The Indian steel industry has seen many ups and downs in the past couple of decades due to various factors in the global economy. The sector is also one of the core sectors of the economy and its performance is closely linked to the performance of the economy.
The industry had a good time when the global economy was roaring from 2004 to 2008 and the Indian economy was growing close to 9%. There were many infrastructure projects and the big names like Tata Steel and the like of it benefited from the boom. That’s when Tata went on to acquire Corus for 6.2 billion sterling pounds to create the 5th largest steel making company in the world. There was another deal that happened. ArcelorMittal was formed in 2006 after the takeover of Arcelor by Indian-owned Mittal Steel and merged with the latter to form the world’s biggest steel producer.
Then, the world was struck by the financial crisis and the global economy went into a tailspin. All sectors in India were affected and the government had to step into bail out companies including steel producers in India. Industrial production declined and housing sector was one of the worst affected sectors after the crisis. This had an adverse effect on the steel industry.
China also played a role in creating distress in the Indian steel sector. The Chinese companies flooded the market with low-cost steel and the domestic manufacturers were left in the lurch. The Indian government had to step in to save and protect the local steel companies. They took various measures such as levying minimum import prices, anti-dumping duties and custom duties on a variety of steel products such as stainless steel, alloy steel, etc., so that the manufacturers did not continue make losses.
These steps taken by the government gave a breather to the industry and India was able surpass Japan as the second largest steel producer in the world in 2018, but it was not out of the woods. The debt of the Indian steel companies ballooned due to decline in margins, weak demand and pricing issues in the prior year and many companies were debt ridden. There was also the threat of imports and uncertainties prevailing due to inconsistent availability of raw materials.
In this scenario, the trade war erupted between China and the US which affected the steel industry amid a wide economic slowdown in India due to lower income levels and lesser domestic steel consumption. Lower demand from auto industry and construction sector also played spoil sport for steel sector. Then, the covid pandemic hit the global economy in an unexpected way.
However, as lockdown restriction eased, demand picked up gradually in the domestic economy and due to cost pressure, the steel producers raised prices. Demand from automotive and white good sector improved. During the same time, higher input cost and tight domestic supply as a result of higher exports pushed steel prices higher. To meet the export orders from foreign countries and higher domestic demand, steel producers improved capacity utilization.
Since the start of fiscal year 2021, there has been a renewed optimism over a faster recovery of the economy and the steel companies’ production volumes have increased. Indian companies were quick to open the steel plants and start production compared to their global counterparts. This was also evident from the higher production volumes in the first quarter of FY22 and robust results posted by large steel companies like JSW steel, Tata Steel, Jindal Steel, etc. Its shares have also done well and Nifty Metal index have been on the rise in the past few of months. As of now the steel industry looks strong and as the economy expands further, the growth of steel companies in terms of profitability and positive cash flows looks intact and can sustain longer.

- Extracted material -
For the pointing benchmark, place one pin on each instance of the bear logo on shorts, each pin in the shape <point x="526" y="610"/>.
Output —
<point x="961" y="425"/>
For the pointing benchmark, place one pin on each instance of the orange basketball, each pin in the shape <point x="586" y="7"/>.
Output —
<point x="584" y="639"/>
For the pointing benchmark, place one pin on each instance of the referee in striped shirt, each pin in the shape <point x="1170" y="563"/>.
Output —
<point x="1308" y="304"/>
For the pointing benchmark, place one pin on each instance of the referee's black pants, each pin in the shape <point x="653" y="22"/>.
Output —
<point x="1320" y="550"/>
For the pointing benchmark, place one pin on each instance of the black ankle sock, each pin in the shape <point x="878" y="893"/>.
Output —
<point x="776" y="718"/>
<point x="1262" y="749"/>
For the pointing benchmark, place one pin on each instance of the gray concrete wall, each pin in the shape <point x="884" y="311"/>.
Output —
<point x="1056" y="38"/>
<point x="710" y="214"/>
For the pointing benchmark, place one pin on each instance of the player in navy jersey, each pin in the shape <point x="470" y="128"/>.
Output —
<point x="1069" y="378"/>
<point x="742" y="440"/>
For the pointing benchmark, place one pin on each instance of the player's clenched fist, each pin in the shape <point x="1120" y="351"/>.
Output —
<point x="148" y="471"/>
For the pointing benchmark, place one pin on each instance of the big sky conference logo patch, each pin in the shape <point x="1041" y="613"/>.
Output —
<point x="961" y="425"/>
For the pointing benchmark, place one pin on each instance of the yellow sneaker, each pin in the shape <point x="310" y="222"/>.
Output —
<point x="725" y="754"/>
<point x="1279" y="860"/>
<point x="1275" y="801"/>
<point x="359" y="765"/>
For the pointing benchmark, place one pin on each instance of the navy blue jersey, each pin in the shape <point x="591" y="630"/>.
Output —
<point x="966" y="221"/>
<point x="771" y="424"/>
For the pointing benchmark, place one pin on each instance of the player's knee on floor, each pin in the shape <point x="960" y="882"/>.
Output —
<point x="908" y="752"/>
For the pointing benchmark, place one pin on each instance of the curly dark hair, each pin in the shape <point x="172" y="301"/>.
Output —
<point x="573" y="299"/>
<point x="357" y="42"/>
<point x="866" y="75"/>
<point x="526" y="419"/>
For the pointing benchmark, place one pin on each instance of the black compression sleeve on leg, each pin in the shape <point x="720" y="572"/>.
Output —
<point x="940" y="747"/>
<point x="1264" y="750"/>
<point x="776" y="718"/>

- Exercise 1 -
In the passage on the Indian steel industry, switch "Corus" to "Corus Group" and give the section that opens with "The industry had" and closes with "biggest steel producer.".
- Exercise 2 -
Please list the measures that the passage on the Indian steel industry says the government took to protect local steel companies.

- Task result 1 -
The industry had a good time when the global economy was roaring from 2004 to 2008 and the Indian economy was growing close to 9%. There were many infrastructure projects and the big names like Tata Steel and the like of it benefited from the boom. That’s when Tata went on to acquire Corus Group for 6.2 billion sterling pounds to create the 5th largest steel making company in the world. There was another deal that happened. ArcelorMittal was formed in 2006 after the takeover of Arcelor by Indian-owned Mittal Steel and merged with the latter to form the world’s biggest steel producer.

- Task result 2 -
- Minimum import prices
- Anti-dumping duties
- Custom duties